PASSAGE TO READ:
Sample loop – most HPLCs use sample loops to assure the same volume of sample is measured. We use a 20 microlitre sample loop. This being said, these loops are made from stainless steel with a typical internal diameter of 0.015 – 0.020″. According to Rheodyne (a leading manufacturer of sample loops), the internal volume on 20uL loops is +/-10% to 20%. This means these loops are not very interchangeable between instruments without optimizing the testing methods. Furthermore, if the analyst does not inject at least 3 to 5 times the volume of the sample loop, it may not get completely filled causing discrepancies.

HPLC column – wrong choice of column and testing method design have a profound impact on the measurement accuracy – we will discuss in more detail later. Columns are consumables with their life expectancy and need to be treated that way. Old columns, or wrong columns cause misshaped peaks resulting in wrong results.

Autosampler – if not optimized and injection volume not checked regularly, they may give inaccurate measurements.

How do I know if I have an inaccurate instrument?

When you measure commercial standards, if they are off, it is most likely due to instrument set up; although the testing method can have an impact as well – more on this later.

2. Sample preparation

Sample preparation tends to have the highest impact on result variation between labs. Each sample preparation must meet 2 criteria:

a) sample must be representative – i.e. no matter which portion of the sample you take, you get the same result. In flower and biomass samples, this is achieved by drying the sample and evenly distributing it by cutting, milling, or grinding. Because the cannabinoids are stored in trichomes, they are not equally distributed across the flower – you will find that in the top portion of the bud there are fewer measured cannabinoids than in the middle of the bud due to the density of cannabinoid-bearing trichomes. Therefore it is important to create a representative sample from the bud. Equally, this applies to when you are testing your crop and using two different flowers for the analysis.

RECORD EXCERPTS:
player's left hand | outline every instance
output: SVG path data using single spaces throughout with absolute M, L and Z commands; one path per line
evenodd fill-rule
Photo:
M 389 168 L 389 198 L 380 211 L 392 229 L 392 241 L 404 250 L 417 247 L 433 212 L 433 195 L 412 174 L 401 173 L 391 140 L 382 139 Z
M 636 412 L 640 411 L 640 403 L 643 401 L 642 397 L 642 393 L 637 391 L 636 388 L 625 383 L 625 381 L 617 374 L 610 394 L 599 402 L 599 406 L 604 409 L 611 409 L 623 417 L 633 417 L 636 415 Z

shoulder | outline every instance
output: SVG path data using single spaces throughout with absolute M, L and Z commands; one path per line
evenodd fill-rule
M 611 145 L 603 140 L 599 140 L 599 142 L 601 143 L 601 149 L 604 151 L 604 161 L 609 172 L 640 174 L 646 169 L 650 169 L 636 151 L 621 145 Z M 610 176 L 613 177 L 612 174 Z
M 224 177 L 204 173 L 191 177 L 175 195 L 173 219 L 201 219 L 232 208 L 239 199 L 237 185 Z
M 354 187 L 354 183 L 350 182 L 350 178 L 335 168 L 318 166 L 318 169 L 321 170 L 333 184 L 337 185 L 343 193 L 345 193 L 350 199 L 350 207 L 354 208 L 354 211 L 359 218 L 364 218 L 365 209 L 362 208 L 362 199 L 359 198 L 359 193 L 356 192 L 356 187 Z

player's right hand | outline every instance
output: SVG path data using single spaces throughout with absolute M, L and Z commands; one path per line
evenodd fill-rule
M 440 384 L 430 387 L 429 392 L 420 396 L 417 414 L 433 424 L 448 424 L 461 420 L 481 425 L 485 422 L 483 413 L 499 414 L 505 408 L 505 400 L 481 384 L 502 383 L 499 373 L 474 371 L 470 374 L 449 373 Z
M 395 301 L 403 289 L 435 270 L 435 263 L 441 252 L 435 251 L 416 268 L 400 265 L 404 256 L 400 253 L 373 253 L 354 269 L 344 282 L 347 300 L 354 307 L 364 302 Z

GOAL:
Carry the passage on HPLC testing accuracy forward from its final sentence, writing the next part of its account of sample preparation.

TASK RESPONSE:
Similar idea is when testing oils, extracts, or tinctures. Some are separated into two layers inside the bottle with one layer containing more of certain cannabinoids than the other, for instance, due to different lipophilicity/attraction of some cannabinoids vs. others. This can happen in extracts when distillation is not completed, or the final product is incorrectly formulated and “falls apart” due to storage conditions, temperature, etc. It is a good habit to vigorously shake the bottle prior to sampling for analysis. As mentioned before regarding batch consistency, the same applies to liquid samples. One bottle from the manufacturer may not be the same as the bottle right next to it. One can be filled from the top of the manufacturing batch that may be lighter, while the other can be filled with the heavier bottom of the manufacturing batch – this is all manufacturer`s quality control issue and can`t be solved by making a representative sample 

b) cannabinoids must be fully dissolved in the extraction solvent. Some labs use crazy techniques to extract the cannabinoids including heating and sonicating for an hour. Our extraction techniques are simple and proven. While flowers tend to be straightforward, edibles and some extracts pose a challenge. There is a common myth across the industry that measuring cannabinoids in chocolate is inaccurate. All the studies we have seen are simply transposing extraction techniques from flowers – for instance, all the studies we have seen use methanol, which doesn`t make sense as chocolate is made from grease/butter and methanol has a hard time penetrating it to extract cannabinoids.

Our sampling protocols are easy to follow, tested, and proven to work. We continue refining the protocols based on customer feedback.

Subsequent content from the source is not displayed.